++++ Selection
Making a Southern Loco Coupling

Notes by Rob

I was recently asked by one of our builders, where could He buy a ready made coupling as a time saving measure.  My reply was "I don't think you can, the Southern variant seems to be different from most railway in having a three link screw coupling; you might have to make one."

e.g. At the time of writing, Polly Models offer BR / LNER / GWR and LMS hook and screw coupling, wagon type three link couplings, but not the Southern type.

The construction of my Southern Railway Class Q1 in 5" gauge was supposed to be a quickie project, which did not go to plan; it became more complex, and much better detailed than I originally envisaged, also getting sidelined for life events and other locos... - probably a common story.  Also as a time saving measure, many years ago I purchased a commercial 2 link screw coupling for the front of the locomotive, and was disappointed that I was unable to purchase the correct 3 link Southern Railway screw coupling.

These were of a different style to the most other railways, in having 2 small links connected by a threaded winding arm, and include a small locking finger to prevent the coupling from loosening whilst the train was moving.  A longer third link suspended that assembly from the coupling hook.  The same arrangement applies to other Southern Railway steam stock of this period.
++++++++
++++ Extracted data
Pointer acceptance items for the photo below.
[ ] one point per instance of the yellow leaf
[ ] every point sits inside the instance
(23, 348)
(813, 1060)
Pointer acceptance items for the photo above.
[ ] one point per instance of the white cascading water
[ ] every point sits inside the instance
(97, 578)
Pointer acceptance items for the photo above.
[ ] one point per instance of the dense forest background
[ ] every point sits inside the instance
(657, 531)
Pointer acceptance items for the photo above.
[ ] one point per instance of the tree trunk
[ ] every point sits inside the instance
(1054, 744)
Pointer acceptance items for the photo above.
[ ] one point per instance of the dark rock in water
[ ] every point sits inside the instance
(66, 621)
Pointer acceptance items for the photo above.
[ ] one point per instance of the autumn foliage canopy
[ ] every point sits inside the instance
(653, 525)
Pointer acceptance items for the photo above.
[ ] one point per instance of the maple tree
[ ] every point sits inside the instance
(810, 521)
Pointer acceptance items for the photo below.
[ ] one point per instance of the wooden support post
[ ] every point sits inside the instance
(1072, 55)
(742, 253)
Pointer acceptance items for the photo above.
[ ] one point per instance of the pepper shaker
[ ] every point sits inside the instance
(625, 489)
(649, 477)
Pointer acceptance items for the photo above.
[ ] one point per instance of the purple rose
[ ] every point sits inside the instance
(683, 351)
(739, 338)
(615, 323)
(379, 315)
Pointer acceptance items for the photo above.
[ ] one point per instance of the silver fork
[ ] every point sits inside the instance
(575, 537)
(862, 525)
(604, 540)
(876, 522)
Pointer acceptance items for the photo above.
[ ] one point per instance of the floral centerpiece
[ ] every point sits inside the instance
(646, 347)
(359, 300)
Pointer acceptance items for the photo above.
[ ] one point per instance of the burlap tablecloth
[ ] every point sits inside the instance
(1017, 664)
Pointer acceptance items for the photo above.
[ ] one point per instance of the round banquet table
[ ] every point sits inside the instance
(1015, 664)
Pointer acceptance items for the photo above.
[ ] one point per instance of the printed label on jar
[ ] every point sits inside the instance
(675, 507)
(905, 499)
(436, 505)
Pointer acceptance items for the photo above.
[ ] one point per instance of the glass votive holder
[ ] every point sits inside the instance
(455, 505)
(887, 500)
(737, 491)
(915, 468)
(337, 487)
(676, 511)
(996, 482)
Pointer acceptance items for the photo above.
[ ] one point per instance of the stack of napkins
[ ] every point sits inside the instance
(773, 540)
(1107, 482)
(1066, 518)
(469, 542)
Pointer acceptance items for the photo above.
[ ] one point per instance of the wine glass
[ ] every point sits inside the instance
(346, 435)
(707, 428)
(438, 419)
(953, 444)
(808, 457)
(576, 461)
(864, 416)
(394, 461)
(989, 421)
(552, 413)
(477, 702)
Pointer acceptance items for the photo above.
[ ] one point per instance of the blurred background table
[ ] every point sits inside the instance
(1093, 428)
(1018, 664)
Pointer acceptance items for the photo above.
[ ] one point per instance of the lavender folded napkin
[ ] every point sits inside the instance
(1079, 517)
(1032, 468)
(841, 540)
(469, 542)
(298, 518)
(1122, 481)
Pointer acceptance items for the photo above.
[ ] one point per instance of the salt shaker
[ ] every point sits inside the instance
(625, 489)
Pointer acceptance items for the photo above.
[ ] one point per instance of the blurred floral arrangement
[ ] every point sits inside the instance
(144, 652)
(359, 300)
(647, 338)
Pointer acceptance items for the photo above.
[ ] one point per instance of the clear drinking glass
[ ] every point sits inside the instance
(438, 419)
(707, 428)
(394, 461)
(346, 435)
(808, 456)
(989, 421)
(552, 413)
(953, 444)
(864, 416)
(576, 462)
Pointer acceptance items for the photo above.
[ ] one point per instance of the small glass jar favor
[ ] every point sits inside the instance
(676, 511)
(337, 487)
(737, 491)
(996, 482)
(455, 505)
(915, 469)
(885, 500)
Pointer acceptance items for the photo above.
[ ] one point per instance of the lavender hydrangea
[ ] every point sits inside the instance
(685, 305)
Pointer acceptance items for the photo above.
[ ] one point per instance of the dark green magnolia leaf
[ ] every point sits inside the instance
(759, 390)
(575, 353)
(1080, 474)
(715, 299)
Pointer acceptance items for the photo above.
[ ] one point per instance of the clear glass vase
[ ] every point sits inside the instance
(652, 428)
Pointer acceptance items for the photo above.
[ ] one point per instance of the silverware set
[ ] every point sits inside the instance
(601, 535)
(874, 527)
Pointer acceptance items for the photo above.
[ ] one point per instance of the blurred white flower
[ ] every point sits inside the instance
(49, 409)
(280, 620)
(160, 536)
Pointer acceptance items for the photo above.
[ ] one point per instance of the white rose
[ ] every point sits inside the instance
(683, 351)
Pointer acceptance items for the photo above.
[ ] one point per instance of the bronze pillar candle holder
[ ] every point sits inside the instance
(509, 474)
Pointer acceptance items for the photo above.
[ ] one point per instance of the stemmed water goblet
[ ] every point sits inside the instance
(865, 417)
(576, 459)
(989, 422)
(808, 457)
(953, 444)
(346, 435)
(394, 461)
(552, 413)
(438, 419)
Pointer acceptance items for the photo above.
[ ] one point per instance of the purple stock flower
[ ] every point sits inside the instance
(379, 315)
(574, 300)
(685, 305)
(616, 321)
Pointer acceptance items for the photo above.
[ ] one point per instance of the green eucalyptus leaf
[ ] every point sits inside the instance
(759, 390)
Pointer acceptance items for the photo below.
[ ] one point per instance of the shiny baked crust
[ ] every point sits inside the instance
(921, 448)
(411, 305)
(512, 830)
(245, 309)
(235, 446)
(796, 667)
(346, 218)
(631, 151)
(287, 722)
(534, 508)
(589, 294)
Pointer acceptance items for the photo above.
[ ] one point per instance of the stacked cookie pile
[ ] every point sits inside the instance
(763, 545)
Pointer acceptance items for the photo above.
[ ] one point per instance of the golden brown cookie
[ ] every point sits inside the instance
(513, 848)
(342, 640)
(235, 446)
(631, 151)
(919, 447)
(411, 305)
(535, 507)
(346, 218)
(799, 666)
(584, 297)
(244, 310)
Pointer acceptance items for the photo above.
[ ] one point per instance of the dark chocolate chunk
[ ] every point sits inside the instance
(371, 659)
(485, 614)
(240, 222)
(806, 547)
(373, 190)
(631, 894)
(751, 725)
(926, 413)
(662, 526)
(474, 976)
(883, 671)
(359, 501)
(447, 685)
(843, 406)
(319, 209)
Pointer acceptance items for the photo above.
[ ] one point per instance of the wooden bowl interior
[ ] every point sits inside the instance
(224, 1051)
++++++++
## [What you will do]
1. From the coupling notes above, list the railways whose hook and screw couplings Polly Models offer.
2. In the coupling notes above, quote the passage from "e.g. At the" to "the Southern type.".

## [Responses to the tasks]
1. BR, LNER, GWR, LMS

2.
e.g. At the time of writing, Polly Models offer BR / LNER / GWR and LMS hook and screw coupling, wagon type three link couplings, but not the Southern type.